Below is some data. Retype exactly the lines starting at the one with "Can you spot the lawn" and ending at the one with "Can you spot the white".

### Input for this task
▽
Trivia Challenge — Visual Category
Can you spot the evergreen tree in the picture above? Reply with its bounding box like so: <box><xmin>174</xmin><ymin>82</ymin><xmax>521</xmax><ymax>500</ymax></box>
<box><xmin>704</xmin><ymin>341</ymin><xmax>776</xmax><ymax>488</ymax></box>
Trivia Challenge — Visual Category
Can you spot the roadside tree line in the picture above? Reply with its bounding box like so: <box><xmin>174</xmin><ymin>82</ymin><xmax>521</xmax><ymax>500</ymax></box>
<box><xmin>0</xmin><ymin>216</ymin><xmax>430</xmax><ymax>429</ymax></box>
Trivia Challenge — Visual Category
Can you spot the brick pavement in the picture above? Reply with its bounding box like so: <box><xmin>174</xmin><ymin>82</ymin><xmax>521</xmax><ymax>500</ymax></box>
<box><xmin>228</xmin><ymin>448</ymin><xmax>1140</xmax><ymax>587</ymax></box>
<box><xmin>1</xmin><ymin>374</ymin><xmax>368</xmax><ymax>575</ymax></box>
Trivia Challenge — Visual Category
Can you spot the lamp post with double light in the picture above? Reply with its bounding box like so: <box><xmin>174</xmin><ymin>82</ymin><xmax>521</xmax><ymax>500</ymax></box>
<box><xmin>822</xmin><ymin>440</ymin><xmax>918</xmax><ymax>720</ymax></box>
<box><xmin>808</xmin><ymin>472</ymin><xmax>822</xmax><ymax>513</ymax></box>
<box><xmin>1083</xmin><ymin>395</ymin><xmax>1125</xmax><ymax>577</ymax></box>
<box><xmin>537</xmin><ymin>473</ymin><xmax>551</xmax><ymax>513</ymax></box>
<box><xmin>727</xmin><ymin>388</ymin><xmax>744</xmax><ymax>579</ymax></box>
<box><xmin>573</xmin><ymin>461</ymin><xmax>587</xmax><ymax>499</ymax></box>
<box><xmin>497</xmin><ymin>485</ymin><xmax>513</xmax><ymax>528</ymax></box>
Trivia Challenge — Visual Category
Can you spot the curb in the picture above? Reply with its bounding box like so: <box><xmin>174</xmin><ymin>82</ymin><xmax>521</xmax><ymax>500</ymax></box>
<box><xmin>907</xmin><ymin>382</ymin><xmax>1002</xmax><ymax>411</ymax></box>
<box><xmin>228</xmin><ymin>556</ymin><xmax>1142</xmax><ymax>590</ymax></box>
△
▽
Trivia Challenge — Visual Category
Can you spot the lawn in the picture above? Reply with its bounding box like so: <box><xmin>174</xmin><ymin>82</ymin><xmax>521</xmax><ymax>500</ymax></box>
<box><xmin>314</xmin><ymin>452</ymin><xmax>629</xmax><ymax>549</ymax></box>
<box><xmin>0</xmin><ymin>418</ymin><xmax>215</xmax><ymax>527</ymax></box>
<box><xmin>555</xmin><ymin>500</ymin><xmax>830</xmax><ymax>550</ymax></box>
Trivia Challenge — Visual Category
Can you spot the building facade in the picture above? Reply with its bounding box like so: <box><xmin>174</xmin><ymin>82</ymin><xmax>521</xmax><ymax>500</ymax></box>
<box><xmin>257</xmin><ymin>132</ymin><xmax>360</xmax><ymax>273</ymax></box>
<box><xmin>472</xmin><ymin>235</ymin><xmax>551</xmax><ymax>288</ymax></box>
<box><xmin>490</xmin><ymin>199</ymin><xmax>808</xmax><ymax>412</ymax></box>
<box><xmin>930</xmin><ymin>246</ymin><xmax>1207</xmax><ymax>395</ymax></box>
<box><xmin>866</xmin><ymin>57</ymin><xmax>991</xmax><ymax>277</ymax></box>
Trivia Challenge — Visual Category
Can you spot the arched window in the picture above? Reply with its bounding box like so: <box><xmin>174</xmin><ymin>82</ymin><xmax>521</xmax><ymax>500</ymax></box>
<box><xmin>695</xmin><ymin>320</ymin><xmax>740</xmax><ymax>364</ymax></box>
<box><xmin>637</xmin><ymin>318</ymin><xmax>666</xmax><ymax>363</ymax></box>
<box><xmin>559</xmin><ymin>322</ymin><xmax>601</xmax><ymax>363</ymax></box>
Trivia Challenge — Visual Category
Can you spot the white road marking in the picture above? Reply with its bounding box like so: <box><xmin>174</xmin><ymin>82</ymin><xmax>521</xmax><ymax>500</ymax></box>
△
### Task response
Can you spot the lawn in the picture above? Reply with its bounding box like so: <box><xmin>174</xmin><ymin>82</ymin><xmax>521</xmax><ymax>500</ymax></box>
<box><xmin>314</xmin><ymin>452</ymin><xmax>629</xmax><ymax>549</ymax></box>
<box><xmin>0</xmin><ymin>418</ymin><xmax>215</xmax><ymax>527</ymax></box>
<box><xmin>555</xmin><ymin>500</ymin><xmax>830</xmax><ymax>550</ymax></box>
Trivia Challenge — Visual Category
Can you spot the building facade in the picture above? Reply with its bounding box like so: <box><xmin>174</xmin><ymin>82</ymin><xmax>521</xmax><ymax>500</ymax></box>
<box><xmin>257</xmin><ymin>132</ymin><xmax>360</xmax><ymax>273</ymax></box>
<box><xmin>472</xmin><ymin>235</ymin><xmax>551</xmax><ymax>288</ymax></box>
<box><xmin>490</xmin><ymin>199</ymin><xmax>808</xmax><ymax>412</ymax></box>
<box><xmin>930</xmin><ymin>246</ymin><xmax>1207</xmax><ymax>395</ymax></box>
<box><xmin>866</xmin><ymin>57</ymin><xmax>991</xmax><ymax>277</ymax></box>
Trivia Challenge — Visual Category
Can you spot the arched window in the picture above? Reply with its bounding box like so: <box><xmin>174</xmin><ymin>82</ymin><xmax>521</xmax><ymax>500</ymax></box>
<box><xmin>695</xmin><ymin>320</ymin><xmax>740</xmax><ymax>364</ymax></box>
<box><xmin>637</xmin><ymin>318</ymin><xmax>666</xmax><ymax>363</ymax></box>
<box><xmin>559</xmin><ymin>322</ymin><xmax>601</xmax><ymax>363</ymax></box>
Trivia Challenge — Visual Category
Can you spot the white road marking in the picture above? Reply with its bounding box like so: <box><xmin>174</xmin><ymin>82</ymin><xmax>521</xmax><ymax>500</ymax></box>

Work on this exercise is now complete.